Provided records:
::::

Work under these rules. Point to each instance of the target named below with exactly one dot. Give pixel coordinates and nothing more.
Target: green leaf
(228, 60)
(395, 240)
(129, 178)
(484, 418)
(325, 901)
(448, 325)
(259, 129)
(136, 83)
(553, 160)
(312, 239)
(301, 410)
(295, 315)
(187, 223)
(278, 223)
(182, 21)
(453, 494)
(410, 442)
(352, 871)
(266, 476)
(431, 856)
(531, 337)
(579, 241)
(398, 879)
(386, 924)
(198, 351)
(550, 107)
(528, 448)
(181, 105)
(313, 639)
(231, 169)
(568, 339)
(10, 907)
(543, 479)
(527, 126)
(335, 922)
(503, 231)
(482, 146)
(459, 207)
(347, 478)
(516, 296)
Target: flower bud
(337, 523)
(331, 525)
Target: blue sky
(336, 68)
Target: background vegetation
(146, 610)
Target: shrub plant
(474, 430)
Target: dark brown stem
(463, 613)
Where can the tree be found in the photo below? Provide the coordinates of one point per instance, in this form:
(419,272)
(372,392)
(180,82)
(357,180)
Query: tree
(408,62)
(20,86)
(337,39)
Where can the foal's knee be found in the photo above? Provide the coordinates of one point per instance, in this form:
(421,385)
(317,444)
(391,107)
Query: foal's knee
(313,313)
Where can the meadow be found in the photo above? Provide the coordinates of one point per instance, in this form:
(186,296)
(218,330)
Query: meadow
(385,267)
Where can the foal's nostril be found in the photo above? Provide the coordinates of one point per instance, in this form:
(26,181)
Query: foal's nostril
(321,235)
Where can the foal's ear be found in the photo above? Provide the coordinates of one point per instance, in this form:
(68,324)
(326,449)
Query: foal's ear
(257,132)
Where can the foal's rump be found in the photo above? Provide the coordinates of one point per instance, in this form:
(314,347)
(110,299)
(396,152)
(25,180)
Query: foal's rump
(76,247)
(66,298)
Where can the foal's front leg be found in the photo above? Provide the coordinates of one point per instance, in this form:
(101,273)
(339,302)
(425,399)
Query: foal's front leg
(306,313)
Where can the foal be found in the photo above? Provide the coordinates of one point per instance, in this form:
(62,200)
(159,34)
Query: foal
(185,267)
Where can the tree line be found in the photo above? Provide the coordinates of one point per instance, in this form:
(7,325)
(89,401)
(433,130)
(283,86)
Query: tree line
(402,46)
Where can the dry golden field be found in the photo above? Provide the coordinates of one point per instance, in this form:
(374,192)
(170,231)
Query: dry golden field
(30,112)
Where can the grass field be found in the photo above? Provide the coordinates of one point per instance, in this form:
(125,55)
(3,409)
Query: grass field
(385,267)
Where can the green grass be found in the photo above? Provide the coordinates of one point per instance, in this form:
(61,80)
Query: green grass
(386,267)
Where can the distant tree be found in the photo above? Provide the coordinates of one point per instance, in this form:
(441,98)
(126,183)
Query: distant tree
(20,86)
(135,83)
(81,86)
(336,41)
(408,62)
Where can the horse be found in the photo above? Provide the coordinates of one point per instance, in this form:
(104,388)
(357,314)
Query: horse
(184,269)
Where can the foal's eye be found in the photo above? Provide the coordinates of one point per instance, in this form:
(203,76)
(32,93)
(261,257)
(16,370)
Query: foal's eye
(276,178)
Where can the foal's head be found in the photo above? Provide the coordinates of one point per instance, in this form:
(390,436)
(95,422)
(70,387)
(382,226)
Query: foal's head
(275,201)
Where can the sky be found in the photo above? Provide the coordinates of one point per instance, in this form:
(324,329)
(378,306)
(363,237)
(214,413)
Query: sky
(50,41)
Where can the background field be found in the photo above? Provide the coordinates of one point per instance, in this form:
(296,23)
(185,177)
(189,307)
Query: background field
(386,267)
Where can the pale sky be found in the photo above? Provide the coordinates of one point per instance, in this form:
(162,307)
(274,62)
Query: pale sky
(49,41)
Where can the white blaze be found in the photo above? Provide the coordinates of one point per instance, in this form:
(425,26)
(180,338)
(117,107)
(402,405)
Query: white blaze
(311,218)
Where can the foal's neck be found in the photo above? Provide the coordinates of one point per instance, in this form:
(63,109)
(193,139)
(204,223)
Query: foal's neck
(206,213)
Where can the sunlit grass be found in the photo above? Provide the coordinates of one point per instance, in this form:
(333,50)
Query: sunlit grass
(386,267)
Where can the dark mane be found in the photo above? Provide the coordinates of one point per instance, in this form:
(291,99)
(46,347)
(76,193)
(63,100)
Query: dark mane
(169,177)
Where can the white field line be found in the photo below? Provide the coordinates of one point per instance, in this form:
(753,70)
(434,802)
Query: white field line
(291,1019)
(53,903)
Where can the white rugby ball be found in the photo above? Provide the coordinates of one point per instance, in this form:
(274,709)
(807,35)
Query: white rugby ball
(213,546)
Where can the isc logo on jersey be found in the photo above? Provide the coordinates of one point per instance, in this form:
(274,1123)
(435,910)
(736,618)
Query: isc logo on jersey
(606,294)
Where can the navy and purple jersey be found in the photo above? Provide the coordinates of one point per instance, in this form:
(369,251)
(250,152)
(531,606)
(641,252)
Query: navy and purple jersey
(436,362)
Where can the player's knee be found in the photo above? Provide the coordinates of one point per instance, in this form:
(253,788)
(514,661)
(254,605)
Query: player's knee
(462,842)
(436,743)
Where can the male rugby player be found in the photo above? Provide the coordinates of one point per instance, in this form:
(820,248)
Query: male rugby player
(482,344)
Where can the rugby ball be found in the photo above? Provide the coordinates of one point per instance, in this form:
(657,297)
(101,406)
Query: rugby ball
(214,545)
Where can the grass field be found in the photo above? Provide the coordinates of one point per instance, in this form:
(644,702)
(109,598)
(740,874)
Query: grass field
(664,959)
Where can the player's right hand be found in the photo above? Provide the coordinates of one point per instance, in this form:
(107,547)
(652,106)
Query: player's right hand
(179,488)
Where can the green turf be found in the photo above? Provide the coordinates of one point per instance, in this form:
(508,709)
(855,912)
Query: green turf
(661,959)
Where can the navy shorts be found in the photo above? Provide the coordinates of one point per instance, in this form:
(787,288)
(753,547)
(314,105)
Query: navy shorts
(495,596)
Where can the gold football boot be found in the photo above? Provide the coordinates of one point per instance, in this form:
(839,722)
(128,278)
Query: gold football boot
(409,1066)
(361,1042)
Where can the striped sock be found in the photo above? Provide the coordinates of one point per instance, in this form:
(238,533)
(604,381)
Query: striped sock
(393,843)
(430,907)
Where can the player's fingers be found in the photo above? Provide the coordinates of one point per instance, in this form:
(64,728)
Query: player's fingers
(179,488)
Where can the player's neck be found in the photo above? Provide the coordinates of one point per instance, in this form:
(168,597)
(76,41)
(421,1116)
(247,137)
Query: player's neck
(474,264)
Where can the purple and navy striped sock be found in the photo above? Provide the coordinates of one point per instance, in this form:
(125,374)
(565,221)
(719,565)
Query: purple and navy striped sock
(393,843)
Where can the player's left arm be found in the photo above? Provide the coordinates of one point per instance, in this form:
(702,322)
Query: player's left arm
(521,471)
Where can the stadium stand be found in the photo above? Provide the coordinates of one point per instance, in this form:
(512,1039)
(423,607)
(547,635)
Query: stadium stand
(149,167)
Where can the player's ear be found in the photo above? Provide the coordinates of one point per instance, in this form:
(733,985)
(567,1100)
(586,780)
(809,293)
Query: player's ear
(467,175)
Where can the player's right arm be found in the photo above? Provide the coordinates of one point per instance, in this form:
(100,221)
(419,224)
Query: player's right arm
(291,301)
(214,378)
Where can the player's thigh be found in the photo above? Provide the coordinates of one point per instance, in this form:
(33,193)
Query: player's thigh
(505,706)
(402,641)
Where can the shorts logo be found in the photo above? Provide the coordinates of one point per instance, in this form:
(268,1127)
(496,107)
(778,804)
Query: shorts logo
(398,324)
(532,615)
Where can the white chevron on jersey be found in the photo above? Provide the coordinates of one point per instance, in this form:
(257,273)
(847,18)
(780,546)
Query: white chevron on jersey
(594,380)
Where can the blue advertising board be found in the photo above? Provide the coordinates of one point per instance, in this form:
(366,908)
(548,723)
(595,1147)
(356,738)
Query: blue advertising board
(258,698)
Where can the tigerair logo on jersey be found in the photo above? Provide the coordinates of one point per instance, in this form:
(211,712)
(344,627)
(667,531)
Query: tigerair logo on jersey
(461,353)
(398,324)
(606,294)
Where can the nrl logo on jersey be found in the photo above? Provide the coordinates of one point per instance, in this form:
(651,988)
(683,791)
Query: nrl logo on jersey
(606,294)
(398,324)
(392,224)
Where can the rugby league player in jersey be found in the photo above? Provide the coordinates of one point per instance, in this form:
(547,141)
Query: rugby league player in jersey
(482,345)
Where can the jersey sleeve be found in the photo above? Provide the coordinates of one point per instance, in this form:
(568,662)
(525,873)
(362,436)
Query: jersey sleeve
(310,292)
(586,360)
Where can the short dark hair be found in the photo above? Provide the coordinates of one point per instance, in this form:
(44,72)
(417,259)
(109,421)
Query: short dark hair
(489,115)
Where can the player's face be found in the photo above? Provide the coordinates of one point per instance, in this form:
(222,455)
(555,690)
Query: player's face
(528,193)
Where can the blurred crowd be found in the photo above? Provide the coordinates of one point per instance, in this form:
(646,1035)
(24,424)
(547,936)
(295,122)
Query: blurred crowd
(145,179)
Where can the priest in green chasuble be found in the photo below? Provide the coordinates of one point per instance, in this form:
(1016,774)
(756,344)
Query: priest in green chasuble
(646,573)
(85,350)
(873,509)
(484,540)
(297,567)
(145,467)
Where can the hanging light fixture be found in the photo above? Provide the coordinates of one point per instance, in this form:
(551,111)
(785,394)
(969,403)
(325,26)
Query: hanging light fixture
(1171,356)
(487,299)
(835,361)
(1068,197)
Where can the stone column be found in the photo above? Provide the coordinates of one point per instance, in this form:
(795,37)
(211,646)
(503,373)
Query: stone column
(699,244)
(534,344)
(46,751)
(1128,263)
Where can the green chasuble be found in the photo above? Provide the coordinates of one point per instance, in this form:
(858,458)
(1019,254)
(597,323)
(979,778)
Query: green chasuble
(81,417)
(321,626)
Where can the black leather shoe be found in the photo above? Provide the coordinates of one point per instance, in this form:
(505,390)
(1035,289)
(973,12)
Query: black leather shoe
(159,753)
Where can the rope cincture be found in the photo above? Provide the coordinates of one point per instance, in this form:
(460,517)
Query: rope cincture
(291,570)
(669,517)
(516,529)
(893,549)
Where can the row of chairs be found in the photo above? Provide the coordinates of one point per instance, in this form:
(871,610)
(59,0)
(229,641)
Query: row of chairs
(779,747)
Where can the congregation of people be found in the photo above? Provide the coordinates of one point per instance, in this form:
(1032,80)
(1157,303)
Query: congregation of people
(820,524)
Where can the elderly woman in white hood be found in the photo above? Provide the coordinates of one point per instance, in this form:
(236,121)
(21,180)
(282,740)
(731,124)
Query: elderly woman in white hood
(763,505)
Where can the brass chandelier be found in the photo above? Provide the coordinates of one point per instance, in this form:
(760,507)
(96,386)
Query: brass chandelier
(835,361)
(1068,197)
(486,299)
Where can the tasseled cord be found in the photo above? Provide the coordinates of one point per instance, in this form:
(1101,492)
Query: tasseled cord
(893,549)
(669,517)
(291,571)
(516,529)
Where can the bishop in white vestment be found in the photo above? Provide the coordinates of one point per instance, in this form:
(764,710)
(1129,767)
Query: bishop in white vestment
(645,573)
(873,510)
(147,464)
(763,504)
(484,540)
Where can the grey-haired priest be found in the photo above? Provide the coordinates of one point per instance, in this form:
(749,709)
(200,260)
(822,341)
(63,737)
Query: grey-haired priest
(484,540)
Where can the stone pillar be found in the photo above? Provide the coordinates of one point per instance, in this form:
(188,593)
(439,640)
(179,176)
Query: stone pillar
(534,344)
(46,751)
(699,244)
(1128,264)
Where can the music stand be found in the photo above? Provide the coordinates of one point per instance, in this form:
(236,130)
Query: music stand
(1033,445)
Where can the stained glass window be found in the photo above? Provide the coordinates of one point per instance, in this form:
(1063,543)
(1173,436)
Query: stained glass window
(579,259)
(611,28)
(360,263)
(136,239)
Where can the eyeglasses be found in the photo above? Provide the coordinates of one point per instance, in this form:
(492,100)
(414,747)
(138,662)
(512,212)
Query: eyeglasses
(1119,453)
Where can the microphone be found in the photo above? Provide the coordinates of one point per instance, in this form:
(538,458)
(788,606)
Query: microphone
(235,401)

::::

What to produce:
Repeat only the stretch of lines that opens with the line containing "Where can the stone pillar" and closes with the final line of the entries, both included, exactly as written.

Written answer:
Where can the stone pillar be found in the photo above? Provide the coordinates of one point per instance, in this form:
(188,593)
(439,640)
(179,176)
Query: stone pillar
(534,344)
(46,751)
(699,244)
(1128,264)
Where can the music stand be found in the photo above? Provide the coordinates of one point per instance, in this form:
(236,130)
Query: music stand
(1033,445)
Where can the stained glass window be found in the photo above? Provide the coordinates of one point per instance, in this form:
(1063,543)
(1173,436)
Query: stained glass window
(579,259)
(611,28)
(360,263)
(136,239)
Where can the eyeglasses be found in the photo above? Provide the coordinates of one point per instance, in this form:
(492,100)
(414,747)
(138,662)
(512,212)
Query: eyeglasses
(1119,453)
Where can the microphone be found in the photo above? Provide the coordinates of one point per instance, in this form:
(538,458)
(788,606)
Query: microphone
(235,401)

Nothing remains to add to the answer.